- [Task brief]: Each line that includes the word "upholstered" should be copied from the records.

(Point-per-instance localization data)
-*-*-

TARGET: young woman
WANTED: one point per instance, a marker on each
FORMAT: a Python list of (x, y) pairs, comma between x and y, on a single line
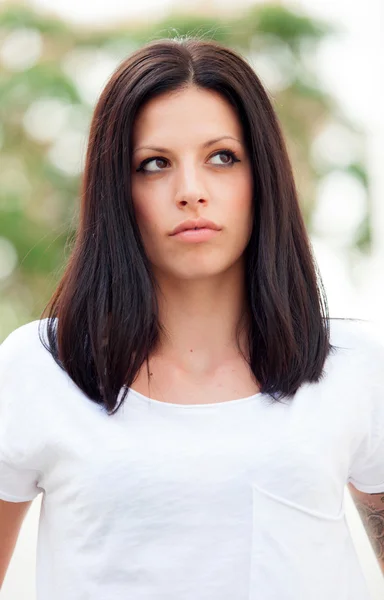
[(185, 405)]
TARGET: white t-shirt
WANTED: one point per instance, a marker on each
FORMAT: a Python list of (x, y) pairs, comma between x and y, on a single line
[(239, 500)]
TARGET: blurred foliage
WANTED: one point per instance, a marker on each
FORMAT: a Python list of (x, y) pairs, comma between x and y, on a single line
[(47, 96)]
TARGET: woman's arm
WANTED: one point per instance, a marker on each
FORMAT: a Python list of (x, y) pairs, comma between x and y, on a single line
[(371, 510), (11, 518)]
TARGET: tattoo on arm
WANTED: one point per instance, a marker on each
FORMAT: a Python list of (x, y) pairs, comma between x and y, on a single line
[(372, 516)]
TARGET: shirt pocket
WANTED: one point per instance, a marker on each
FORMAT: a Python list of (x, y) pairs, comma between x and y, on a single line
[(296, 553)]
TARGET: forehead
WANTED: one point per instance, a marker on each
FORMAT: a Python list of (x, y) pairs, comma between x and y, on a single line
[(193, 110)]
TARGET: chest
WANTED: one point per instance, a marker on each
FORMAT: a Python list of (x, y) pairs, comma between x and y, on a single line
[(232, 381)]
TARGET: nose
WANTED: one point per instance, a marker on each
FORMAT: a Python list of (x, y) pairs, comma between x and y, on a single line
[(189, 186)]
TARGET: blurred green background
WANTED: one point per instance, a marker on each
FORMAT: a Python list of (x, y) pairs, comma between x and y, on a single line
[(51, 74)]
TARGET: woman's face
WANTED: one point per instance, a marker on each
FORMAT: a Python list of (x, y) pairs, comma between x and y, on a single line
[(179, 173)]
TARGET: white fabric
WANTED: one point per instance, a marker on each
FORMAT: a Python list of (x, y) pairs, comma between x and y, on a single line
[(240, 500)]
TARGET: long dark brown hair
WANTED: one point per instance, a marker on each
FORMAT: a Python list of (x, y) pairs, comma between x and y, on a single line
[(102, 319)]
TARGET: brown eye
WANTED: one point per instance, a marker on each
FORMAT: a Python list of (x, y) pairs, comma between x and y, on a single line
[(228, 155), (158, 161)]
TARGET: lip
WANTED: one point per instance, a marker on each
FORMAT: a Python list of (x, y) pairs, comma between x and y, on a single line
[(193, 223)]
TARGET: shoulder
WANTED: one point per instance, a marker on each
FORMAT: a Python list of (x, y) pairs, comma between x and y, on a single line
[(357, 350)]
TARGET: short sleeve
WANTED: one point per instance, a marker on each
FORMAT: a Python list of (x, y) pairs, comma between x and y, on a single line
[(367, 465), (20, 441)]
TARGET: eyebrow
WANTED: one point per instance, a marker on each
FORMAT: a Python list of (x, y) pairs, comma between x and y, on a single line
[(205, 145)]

-*-*-

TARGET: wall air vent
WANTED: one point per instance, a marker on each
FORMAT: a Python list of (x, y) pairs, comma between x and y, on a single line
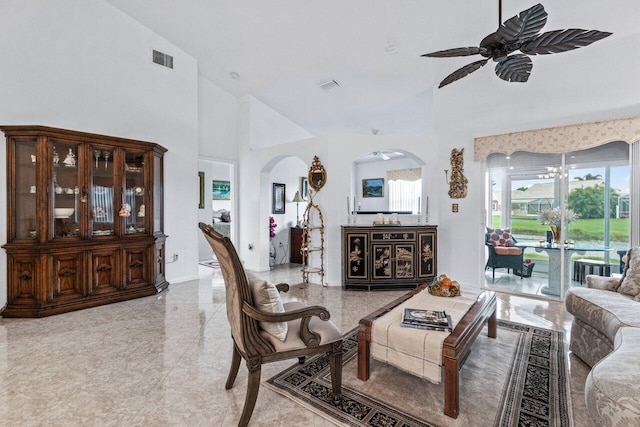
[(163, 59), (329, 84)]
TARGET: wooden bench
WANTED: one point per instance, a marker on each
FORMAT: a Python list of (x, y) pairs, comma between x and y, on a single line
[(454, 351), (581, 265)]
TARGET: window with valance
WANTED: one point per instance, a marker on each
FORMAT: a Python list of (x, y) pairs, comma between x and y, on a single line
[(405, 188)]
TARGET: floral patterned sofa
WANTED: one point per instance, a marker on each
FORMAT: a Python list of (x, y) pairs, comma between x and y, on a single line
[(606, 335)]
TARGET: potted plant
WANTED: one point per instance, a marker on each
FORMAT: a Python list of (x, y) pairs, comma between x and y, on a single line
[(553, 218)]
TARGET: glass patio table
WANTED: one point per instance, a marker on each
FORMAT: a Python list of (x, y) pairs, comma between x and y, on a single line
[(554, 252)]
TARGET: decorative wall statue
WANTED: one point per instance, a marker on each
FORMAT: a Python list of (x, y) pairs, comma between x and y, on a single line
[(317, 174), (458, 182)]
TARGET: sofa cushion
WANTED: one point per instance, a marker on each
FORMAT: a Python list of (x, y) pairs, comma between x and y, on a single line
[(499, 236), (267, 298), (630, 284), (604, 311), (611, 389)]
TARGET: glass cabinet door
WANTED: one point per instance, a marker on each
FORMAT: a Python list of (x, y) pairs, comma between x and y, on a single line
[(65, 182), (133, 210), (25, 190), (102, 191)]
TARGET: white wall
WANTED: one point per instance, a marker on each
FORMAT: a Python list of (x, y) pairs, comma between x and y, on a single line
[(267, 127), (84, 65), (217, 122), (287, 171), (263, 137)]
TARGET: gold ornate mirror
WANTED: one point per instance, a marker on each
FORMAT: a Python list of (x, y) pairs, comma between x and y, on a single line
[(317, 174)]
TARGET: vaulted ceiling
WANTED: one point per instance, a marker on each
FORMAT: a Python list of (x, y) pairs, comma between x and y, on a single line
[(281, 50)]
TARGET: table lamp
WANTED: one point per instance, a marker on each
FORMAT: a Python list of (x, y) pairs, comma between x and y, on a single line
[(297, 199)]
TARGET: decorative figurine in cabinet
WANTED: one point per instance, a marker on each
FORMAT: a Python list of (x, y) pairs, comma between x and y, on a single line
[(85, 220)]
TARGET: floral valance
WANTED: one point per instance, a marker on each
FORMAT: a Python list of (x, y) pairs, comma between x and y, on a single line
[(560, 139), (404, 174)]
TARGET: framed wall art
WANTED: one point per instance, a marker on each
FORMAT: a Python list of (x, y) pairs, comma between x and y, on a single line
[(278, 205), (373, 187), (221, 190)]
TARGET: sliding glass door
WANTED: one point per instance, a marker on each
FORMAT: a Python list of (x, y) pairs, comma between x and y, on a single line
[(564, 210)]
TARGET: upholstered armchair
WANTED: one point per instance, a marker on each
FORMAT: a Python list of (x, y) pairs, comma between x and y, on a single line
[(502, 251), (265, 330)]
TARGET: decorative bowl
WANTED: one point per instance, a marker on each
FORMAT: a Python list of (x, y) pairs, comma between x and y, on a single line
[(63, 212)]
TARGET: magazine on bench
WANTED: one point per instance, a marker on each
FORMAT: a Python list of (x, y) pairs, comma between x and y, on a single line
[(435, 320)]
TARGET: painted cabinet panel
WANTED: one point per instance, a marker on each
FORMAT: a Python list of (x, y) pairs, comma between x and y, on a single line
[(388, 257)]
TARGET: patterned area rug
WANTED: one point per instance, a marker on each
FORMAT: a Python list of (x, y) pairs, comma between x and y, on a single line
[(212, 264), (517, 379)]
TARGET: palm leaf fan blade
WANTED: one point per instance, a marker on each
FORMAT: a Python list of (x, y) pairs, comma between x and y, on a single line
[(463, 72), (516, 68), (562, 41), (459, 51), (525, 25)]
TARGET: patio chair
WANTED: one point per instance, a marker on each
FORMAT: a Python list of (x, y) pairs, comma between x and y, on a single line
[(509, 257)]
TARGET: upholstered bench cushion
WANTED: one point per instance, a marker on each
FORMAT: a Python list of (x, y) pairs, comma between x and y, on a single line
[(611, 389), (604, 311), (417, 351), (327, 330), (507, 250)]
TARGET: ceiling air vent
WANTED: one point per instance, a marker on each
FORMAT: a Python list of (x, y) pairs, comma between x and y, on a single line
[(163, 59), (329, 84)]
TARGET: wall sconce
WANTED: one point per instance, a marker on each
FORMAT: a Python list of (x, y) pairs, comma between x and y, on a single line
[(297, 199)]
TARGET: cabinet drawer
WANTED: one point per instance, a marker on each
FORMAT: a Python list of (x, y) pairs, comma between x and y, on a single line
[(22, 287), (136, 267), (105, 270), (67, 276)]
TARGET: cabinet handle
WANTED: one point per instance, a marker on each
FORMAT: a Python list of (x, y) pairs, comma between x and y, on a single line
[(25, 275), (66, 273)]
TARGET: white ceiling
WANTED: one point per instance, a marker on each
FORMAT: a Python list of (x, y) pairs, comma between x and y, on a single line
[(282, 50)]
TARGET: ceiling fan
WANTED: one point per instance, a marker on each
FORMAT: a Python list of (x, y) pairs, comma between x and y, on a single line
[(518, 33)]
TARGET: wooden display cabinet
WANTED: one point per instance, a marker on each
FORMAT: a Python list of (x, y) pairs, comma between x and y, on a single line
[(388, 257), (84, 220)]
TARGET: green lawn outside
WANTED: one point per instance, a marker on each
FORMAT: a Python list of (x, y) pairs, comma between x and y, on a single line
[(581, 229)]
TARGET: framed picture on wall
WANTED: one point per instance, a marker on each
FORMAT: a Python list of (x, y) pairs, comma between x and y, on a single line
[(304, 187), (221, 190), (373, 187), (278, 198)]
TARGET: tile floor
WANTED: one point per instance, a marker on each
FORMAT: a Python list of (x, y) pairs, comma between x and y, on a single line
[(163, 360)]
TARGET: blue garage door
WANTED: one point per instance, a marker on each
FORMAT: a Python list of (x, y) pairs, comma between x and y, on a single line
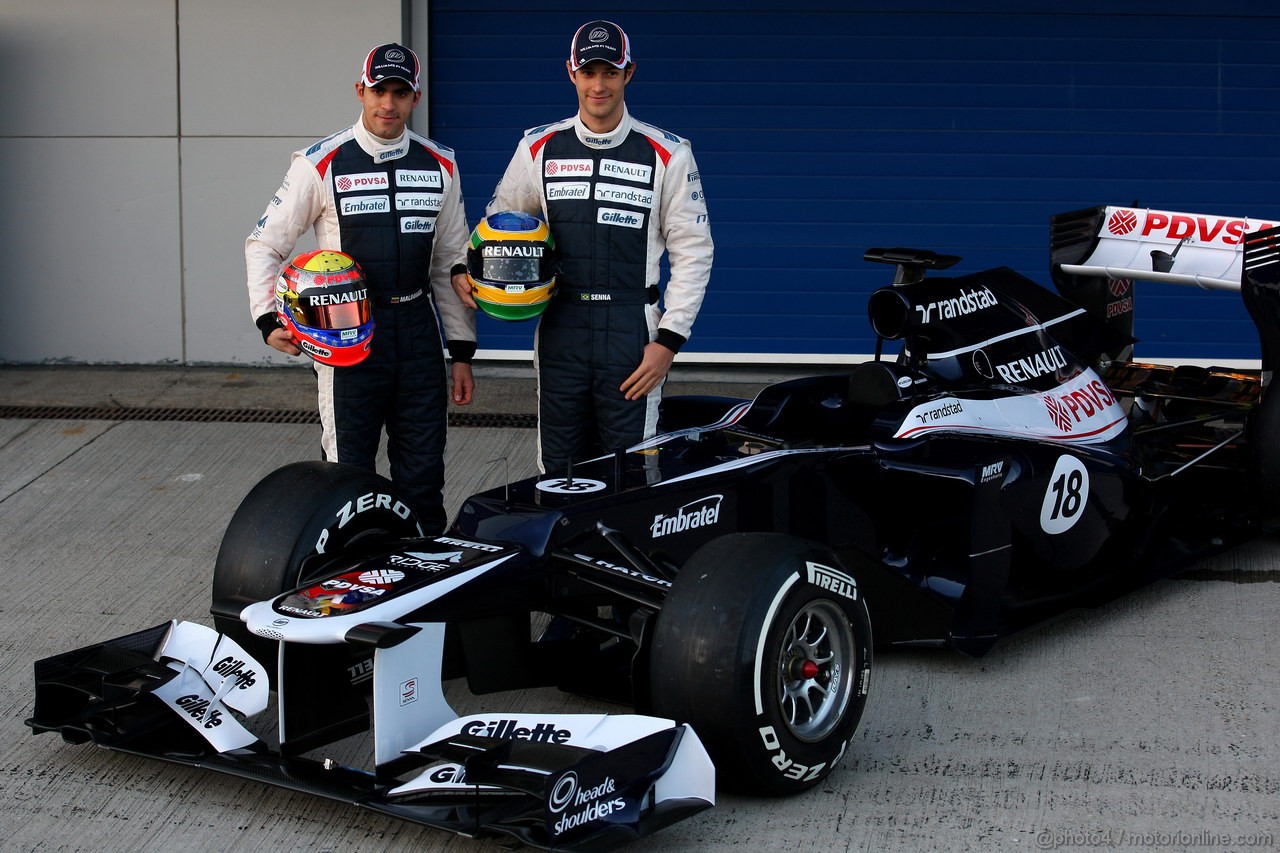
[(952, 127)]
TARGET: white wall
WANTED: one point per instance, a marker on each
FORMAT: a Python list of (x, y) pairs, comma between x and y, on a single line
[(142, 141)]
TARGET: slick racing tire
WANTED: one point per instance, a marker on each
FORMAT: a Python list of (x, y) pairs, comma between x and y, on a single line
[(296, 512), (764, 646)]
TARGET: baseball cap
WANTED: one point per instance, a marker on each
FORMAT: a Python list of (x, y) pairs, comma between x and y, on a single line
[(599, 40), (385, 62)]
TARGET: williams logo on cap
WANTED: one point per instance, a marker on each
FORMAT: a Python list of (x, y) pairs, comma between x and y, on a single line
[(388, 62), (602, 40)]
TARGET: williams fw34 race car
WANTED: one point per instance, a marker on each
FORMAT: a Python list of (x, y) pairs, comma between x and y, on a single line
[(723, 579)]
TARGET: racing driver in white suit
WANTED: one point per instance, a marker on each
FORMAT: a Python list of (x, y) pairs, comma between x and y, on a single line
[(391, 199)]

-*-*-

- [Exercise response]:
TARGET: upholstered armchair
TARGET: upholstered bench cushion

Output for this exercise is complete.